*AUFGABENSTELLUNGEN*:
1) Wie lange läuft laut dem Textabschnitt zur Anwendbarkeit des EuFrÜb der Deckungszeitraum der Versicherung nach § 7 VersVG?
2) Setzen Sie den Textabschnitt zur Anwendbarkeit des EuFrÜb nach seinem letzten Satz fort.

4.: Zur Unanwendbarkeit des EuFrÜb gelangt man aber auch noch durch folgende weitere Überlegung: Nicht jede Zeitspanne, die rechtlich relevant ist, stellt auch eine Frist im Sinn dieses Übereinkommens dar ( Aichberger-Beig § 902 Rz 21). Punkt 10 des Explanatory Report (der amtlichen Erläuterungen) zum EuFrÜb nimmt selbst eine Abgrenzung des Begriffs der Frist vor und verfügt im Punkt 10, dass dieses Übereinkommen für die Vertragsdauer nicht gilt (vgl Aichberger-Beig aaO). Auch hier geht es um eine Frage der Leistungsdauer bzw des Deckungszeitraums der Krankenversicherung: Fraglich ist hier, ob der Kläger bei Eintritt der Arbeitsunfähigkeit am 28.3.2022 noch kranken(nach)versichert war oder nicht. Daraus ergibt sich, dass es sich hier nicht um eine „Frist“ im engeren Sinn handelt, sondern um die Dauer einer Laufzeit , nämlich der Nachversicherungszeit während der genannten dreiwöchigen Schutzfrist des § 138 Abs 1 ASVG (vgl 10 ObS 49/15a ErwGr 3.). Deshalb wird unter anderem vertreten, dass § 7 VersVG, der den Deckungszeitraum der Versicherung regelt und anordnet, dass dieser von Mittag bis Mittag läuft, die Leistungsdauer betrifft und daher vom EuFrÜb nicht berührt wird ( Aichberger-Beig Rz 22; aA Reischauer § 902 Rz 18). Daher wird auch die Mutterschutzfrist nach der Geburt nicht als Frist iSd EuFrÜb angesehen ( Aichberger-Beig § 902 Rz 22 S 169 bei FN 44). Dies harmoniert mit der herrschender Auffassung, wonach die Berechnung der Leistungsdauer in Dauerschuldverhältnissen aufgrund der Ausnahme vom Anwendungsbereich laut Punkt 10 des Explanatory Report der erste Tag der Leistungserbringung auch dann in die Fristberechnung einzubeziehen ist, wenn er gleichzeitig der ereignisauslösende Tag ist (10 ObS 148/14h ErwGr 4.3.; Binder/Kollmasch in Schwimann/Kodek ABGB 4 §§ 902 f Rz 3 und 30; Reischauer in Rummel/Lukas ABGB 4 § 902 Rz 47).

5.: Zusammengefasst ist daher das EuFrÜb auf die Nachversicherungszeit in der Schutzfrist, also den die Leistungsdauer betreffenden Deckungszeitraum der Krankenversicherung nach § 138 Abs 1 ASVG nicht anzuwenden.

*BEREITGESTELLTE DATEN*:
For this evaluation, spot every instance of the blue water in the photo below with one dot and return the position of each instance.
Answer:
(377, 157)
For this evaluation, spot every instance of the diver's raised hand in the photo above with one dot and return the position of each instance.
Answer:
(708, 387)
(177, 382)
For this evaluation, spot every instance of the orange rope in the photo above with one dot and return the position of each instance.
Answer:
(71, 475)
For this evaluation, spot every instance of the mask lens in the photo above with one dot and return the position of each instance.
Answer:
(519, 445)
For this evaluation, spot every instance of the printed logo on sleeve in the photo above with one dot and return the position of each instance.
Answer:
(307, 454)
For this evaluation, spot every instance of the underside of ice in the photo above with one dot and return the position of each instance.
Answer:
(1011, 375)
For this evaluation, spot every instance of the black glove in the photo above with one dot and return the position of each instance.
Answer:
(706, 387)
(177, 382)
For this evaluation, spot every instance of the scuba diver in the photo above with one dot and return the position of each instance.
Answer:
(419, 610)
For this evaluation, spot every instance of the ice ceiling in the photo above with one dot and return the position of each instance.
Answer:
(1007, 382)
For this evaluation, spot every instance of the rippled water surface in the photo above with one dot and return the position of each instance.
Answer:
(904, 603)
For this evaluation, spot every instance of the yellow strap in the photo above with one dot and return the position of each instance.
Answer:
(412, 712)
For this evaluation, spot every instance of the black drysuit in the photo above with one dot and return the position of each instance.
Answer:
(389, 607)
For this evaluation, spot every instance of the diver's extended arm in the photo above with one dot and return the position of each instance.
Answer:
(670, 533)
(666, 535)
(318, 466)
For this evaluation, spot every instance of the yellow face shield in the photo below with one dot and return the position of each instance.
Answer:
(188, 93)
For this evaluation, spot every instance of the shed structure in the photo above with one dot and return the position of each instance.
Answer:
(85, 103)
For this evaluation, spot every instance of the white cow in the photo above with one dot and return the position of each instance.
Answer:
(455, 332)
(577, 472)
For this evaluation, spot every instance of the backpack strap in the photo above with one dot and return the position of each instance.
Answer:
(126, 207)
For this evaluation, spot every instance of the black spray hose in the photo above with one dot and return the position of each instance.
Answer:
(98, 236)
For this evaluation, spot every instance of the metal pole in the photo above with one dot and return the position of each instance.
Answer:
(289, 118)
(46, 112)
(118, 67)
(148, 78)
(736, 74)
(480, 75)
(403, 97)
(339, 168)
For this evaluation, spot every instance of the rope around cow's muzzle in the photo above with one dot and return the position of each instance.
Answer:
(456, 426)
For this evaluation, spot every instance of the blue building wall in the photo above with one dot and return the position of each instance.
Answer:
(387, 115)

*LÖSUNGEN DER AUFGABEN*:
1) Von Mittag bis Mittag.

2)
6.: Nach der in der Berufung nicht gesondert angesprochenen Ablaufhemmung des § 903 Satz 3 ABGB ist aber dann, wenn das Fristende auf einen Sonntag fällt (hier: 27.3.2022), die Frist um den darauf folgenden Werktag verlängert (hier der 28.3.2022; Aichberger-Beig § 903 Rz 12; Reischauer § 903 Rz 12). Der Eintritt der Arbeitsunfähigkeit des Klägers fiel somit in den Deckungszeitraum der Nachversicherung des § 138 Abs 1 ASVG ( Drs in SV Komm § 138 ASVG [248. Lfg 5/2020] Rz 12; Schober in Sonntag [Hrsg] ASVG 13 [2022] § 138 Rz 3; vgl 10 ObS 57/01g zur Rechtslage vor dem SRÄG 2015).

Die bekämpfte Entscheidung war daher entgegen dem Standpunkt der Berufung als rechtsrichtig zu bestätigen.

7.: Eine Kostenentscheidung konnte entfallen, weil Kostenersatz in der Berufung nicht angesprochen wurde.

8.: Das Berufungsgericht konnte sich - wie durch mehrere Zitate belegt - zumindest in der Hauptbegründung auf eine einheitliche Rechtsprechung des Höchstgerichts in Sozialrechtssachen stützen, von der es nicht abgewichen ist. Eine erhebliche Rechtsfrage in der von §§ 2 Abs 1 ASGG, 502 Abs 1 ZPO geforderten Qualität war daher in diesem Berufungsverfahren nicht zu klären. Der weitere Rechtszug nach dieser Gesetzesstelle erweist sich daher als nicht zulässig, worüber gemäß den §§ 2 Abs 1 ASGG, 500 Abs 2 Z 3 ZPO ein eigener Ausspruch in den Tenor der Berufungsentscheidung aufzunehmen war.